## EXERCISE DESCRIPTION:
The entries shown below should be output exactly as they appear.

[Collected data entries]

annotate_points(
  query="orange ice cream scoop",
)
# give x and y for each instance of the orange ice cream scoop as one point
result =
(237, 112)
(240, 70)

## EXERCISE RESULT:
annotate_points(
  query="orange ice cream scoop",
)
# give x and y for each instance of the orange ice cream scoop as one point
result =
(237, 112)
(240, 70)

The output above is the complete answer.